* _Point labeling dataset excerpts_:

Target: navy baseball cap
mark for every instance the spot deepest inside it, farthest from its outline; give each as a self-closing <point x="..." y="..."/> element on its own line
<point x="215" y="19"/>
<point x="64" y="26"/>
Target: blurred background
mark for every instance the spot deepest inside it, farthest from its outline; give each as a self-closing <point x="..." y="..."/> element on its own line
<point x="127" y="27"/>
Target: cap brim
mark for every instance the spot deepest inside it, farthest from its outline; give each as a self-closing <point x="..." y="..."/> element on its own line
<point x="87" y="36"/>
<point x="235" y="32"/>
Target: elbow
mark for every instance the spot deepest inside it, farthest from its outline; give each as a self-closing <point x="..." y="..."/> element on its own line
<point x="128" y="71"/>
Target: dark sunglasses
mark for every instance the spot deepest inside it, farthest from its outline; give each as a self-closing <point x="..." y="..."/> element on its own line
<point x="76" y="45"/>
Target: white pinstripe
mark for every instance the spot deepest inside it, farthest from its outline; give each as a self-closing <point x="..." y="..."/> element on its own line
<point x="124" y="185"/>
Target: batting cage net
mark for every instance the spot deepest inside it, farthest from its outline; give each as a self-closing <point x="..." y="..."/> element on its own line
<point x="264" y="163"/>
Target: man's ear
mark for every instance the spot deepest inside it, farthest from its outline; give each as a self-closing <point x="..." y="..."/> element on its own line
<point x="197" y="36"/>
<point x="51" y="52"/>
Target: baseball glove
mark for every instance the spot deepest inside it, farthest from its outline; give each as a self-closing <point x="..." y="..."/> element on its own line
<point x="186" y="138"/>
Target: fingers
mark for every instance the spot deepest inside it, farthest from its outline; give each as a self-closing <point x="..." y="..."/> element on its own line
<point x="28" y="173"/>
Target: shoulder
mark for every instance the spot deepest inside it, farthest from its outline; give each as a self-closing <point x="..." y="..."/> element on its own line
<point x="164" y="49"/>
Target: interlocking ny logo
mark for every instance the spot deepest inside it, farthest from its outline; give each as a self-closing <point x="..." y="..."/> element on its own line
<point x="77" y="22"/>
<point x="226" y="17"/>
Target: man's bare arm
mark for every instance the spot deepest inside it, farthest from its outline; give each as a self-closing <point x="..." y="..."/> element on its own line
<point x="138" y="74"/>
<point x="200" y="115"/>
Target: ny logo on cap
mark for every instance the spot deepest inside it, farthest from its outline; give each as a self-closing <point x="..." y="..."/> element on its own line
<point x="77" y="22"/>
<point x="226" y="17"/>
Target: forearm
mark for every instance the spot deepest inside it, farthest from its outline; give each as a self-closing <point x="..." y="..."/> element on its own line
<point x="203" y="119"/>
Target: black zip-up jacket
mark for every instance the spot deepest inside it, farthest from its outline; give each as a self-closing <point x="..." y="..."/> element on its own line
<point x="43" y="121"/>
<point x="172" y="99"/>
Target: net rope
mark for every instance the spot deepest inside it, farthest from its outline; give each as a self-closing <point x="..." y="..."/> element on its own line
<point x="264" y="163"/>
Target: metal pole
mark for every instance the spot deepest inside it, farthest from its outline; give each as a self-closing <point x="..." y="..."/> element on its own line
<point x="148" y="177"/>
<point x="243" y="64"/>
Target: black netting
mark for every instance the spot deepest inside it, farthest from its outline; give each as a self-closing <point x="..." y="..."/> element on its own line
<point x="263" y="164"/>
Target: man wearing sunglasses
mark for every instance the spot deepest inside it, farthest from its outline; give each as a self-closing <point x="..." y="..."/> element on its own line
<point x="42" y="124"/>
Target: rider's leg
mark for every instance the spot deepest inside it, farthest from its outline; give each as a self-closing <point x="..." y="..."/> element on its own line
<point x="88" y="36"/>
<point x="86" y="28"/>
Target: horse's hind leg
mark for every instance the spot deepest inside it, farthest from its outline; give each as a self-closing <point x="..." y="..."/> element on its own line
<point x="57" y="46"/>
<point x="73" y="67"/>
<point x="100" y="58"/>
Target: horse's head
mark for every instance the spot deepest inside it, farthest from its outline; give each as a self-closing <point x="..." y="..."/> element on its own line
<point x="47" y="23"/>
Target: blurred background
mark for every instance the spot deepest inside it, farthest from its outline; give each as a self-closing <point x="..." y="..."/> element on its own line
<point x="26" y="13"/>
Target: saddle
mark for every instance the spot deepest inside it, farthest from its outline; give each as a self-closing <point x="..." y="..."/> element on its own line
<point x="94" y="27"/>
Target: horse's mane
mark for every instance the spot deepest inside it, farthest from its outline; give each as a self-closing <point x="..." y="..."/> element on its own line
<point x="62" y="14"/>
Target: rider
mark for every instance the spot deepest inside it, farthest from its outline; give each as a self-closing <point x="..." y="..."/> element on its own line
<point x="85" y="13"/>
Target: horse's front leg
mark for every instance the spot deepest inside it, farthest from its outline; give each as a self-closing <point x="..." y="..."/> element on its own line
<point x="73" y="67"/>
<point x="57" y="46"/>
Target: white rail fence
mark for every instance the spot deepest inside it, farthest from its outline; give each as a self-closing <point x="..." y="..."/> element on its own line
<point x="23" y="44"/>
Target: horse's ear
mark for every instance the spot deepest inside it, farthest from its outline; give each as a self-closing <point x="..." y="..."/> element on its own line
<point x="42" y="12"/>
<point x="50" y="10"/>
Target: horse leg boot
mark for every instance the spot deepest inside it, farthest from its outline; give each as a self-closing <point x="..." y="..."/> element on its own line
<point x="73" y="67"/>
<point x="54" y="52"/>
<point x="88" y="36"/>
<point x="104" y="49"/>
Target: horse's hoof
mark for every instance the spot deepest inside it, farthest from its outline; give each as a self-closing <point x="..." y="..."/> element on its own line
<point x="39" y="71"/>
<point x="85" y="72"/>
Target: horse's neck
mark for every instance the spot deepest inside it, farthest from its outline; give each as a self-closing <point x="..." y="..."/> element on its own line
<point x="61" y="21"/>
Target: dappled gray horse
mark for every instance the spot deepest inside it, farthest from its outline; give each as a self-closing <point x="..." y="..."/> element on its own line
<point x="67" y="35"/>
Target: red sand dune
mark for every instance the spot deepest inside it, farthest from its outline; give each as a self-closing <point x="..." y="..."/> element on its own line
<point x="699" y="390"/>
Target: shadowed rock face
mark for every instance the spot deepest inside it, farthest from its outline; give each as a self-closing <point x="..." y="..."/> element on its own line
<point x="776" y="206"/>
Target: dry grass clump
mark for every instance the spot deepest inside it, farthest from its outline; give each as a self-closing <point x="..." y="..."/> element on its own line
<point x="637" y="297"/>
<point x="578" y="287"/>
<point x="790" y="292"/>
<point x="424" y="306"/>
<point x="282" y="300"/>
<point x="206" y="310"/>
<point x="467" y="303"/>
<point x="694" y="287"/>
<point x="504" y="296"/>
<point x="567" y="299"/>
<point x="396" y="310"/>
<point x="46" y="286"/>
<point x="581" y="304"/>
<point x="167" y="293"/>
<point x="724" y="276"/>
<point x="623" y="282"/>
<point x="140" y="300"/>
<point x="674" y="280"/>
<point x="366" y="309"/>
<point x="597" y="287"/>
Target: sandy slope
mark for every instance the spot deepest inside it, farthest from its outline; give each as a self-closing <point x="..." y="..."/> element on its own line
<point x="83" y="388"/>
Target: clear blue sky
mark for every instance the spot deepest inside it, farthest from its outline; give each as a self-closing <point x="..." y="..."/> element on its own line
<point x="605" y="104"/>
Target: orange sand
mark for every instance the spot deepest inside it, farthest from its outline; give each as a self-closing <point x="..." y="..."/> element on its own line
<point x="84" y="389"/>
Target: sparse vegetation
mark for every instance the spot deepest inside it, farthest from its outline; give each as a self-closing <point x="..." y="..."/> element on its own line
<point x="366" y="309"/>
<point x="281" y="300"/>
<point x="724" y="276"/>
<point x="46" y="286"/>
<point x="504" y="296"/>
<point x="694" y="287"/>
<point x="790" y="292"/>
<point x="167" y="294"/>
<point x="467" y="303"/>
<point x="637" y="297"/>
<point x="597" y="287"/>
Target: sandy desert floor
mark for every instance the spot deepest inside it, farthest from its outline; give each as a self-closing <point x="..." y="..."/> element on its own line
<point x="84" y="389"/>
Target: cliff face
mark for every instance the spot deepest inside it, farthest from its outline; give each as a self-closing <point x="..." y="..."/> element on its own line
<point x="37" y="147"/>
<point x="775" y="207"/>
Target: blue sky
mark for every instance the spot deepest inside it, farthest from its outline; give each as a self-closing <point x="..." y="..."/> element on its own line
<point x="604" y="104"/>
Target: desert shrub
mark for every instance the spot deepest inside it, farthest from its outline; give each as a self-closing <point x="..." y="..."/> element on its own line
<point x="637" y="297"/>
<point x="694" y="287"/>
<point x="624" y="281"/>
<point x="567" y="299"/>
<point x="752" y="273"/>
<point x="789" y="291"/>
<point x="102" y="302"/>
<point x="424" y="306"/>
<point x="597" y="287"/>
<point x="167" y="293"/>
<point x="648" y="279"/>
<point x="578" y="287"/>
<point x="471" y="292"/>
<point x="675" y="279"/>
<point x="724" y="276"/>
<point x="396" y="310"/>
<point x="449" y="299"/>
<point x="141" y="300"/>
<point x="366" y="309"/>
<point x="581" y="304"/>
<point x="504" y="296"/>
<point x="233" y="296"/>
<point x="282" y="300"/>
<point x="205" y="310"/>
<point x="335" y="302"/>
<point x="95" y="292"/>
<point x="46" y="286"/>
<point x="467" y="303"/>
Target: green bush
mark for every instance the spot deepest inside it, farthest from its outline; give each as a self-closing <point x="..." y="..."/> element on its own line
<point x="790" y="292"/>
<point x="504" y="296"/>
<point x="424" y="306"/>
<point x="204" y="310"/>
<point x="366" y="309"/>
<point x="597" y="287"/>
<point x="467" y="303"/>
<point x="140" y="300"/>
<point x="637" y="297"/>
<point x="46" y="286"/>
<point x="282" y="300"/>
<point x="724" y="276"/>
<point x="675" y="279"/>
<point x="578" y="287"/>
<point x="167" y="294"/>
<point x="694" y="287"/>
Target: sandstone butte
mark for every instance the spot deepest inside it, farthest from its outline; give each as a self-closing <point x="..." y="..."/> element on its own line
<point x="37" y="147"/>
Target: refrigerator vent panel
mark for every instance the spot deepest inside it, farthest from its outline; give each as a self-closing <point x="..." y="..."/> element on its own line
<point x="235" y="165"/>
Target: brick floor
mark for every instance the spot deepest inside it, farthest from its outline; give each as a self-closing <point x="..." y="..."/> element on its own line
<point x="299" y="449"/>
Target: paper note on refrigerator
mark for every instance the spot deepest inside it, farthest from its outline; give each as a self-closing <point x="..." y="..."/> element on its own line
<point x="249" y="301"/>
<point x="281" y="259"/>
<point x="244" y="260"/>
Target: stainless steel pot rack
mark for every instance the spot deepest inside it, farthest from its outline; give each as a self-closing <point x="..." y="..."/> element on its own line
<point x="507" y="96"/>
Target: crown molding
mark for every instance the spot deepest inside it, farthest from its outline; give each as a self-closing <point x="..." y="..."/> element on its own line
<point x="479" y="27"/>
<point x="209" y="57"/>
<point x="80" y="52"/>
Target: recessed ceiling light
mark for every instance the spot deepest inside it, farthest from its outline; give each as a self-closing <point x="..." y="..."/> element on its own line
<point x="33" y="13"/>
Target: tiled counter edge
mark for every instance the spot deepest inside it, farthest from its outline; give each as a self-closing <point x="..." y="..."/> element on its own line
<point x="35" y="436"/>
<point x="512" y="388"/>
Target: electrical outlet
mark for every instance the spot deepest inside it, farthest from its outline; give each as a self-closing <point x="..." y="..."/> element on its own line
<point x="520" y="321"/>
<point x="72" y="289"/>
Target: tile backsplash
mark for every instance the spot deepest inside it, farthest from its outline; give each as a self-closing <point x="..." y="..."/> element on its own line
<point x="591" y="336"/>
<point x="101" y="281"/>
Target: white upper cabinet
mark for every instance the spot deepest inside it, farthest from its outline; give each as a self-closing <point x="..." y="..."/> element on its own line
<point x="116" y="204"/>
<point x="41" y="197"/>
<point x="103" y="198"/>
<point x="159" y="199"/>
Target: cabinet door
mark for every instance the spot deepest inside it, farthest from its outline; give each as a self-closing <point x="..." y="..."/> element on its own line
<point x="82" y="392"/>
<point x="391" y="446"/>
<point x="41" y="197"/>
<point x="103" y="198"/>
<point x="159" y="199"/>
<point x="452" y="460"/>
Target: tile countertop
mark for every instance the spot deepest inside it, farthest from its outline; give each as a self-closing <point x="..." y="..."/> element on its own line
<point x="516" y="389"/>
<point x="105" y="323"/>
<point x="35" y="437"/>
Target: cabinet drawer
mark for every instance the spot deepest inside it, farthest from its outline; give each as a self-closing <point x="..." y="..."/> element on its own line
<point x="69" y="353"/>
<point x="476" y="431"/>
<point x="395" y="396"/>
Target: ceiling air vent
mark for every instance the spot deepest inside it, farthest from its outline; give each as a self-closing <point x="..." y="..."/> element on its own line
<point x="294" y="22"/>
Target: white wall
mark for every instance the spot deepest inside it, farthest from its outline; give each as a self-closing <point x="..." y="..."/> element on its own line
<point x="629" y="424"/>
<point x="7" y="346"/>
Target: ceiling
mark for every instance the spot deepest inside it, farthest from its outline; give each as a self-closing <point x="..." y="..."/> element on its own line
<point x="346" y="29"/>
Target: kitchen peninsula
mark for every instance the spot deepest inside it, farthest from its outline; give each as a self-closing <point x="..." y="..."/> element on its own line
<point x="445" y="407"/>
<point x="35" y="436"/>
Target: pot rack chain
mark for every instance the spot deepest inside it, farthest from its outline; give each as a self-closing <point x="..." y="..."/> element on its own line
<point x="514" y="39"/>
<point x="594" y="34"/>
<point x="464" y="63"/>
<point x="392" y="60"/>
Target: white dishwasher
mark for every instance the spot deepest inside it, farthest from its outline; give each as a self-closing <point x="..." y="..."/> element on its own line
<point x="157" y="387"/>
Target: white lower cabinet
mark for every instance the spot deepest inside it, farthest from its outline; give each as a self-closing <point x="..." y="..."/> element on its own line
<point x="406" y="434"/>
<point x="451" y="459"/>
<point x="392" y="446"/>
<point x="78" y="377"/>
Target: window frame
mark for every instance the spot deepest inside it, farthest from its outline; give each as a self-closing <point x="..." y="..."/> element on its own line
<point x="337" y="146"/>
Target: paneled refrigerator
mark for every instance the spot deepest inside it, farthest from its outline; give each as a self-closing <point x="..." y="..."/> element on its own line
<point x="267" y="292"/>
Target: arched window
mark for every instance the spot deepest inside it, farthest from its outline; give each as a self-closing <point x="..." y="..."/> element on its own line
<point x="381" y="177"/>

* _REQUIRED TASK_: Take the line holding "Target: paneled refrigerator" and all lines after it through the end of the data, and set them down exactly.

* _EXERCISE ANSWER_:
Target: paneled refrigerator
mark for every instance the spot deepest inside it, farthest from its outline; give each as a self-closing <point x="..." y="..."/> element on its own line
<point x="267" y="292"/>
Target: arched window
mark for every instance the spot deepest inside it, farthest from its outline; give each as a self-closing <point x="..." y="..."/> element on its own line
<point x="381" y="177"/>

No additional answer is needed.